**EXTRACTED TEXT:**
******

The parents of children killed in a March mass shooting at a Nashville, Tennessee, grade school are arguing in a lawsuit that written material by the shooter shouldn’t be released.

Allowing news organisations and others who have sought the records to see the writings would cause “unfathomable trauma” and give the gunman in the shooting, which killed six people, “immortality,” mother Erin Kinney wrote in a filing obtained by CNN.

Ms Kinney, whose son William, 9, died in the shooting, said she hoped to spare survivors and their families from “the unfathomable trauma of encountering sensitive material about the deaths of their siblings, friends, teachers; and most certainly to protect them from ever encountering the hateful, diseased words of the monster who slaughtered six human beings in their school.”

Katy and Michael Dieckhaus, whose daughter Evelyn, 9, was also killed, said they hoped the records wouldn’t be made public as well.

“As one of the families going through such deep grieving of losing their loved one – after simply dropping her off at school, we hope a more respectful, clear view can truly start to occur to help make a change that does not include releasing volumes of leverage for others planning similar devastation in this nation,” the family said in a court declaration.

******

[Saved data entries]
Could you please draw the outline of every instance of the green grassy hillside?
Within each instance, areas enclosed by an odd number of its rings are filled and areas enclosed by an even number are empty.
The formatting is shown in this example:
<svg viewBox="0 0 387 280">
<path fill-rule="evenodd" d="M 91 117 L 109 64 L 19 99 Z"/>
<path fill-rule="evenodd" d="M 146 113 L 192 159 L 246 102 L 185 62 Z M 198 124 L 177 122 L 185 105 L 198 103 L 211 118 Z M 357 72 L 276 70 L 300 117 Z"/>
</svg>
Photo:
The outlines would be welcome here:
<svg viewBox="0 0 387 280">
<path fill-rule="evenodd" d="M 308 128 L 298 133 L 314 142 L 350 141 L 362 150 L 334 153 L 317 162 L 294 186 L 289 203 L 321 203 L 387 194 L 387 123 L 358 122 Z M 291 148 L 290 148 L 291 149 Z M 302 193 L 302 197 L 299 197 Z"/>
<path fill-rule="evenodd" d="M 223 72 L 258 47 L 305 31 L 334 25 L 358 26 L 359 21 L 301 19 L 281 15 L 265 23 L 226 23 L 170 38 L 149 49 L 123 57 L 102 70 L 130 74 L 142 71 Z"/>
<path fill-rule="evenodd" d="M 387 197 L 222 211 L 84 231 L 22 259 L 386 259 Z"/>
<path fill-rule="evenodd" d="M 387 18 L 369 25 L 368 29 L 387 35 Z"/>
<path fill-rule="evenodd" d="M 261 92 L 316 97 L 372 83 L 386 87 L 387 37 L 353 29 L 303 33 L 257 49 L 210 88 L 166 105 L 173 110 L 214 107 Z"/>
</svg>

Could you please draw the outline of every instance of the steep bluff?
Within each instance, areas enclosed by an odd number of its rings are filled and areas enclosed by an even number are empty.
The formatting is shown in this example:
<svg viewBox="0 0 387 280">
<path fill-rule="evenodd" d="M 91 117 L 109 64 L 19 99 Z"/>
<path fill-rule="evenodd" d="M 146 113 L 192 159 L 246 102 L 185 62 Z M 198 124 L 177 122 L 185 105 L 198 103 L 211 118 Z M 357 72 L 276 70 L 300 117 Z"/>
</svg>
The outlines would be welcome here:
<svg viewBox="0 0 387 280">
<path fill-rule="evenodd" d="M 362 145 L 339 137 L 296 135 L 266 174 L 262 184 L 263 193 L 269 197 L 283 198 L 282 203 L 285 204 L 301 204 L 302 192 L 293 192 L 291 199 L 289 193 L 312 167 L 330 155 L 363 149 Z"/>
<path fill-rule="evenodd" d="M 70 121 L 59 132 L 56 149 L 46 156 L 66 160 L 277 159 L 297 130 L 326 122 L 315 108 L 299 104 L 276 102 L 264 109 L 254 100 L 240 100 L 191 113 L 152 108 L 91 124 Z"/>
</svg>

******

**REQUIRED ACTION 1:**
In the article about the Nashville school shooting lawsuit, what did Erin Kinney say releasing the shooter's writings would give the gunman?
**REQUIRED ACTION 2:**
Please carry on the article about the Nashville school shooting lawsuit from the point where it stops.

**REPLY 1:**
Immortality.

**REPLY 2:**
Multiple, since-consolidated lawsuits, including one by the Nashville Tennessean newspaper, have sought to compel the Nashville police department to release the materials.

The paper argued in its complaint that it is seeking “to bring to light additional facts regarding this incident, societal and mental health issues, and issues regarding firearms more broadly, which have not yet been revealed through other means.”

They added that their access to the materials should be protected by the First Amendment and the state constitution, and argued that the parents don’t have standing.

The police department has denied previous requests to release the writings, claiming they’re related to an ongoing criminal investigation and could also jeopardise public safety.

The next hearing in the case is scheduled for 12 July.

The Nashville shooter, a former student at the Covenant Christian grade school where the massacre took place, was killed by police.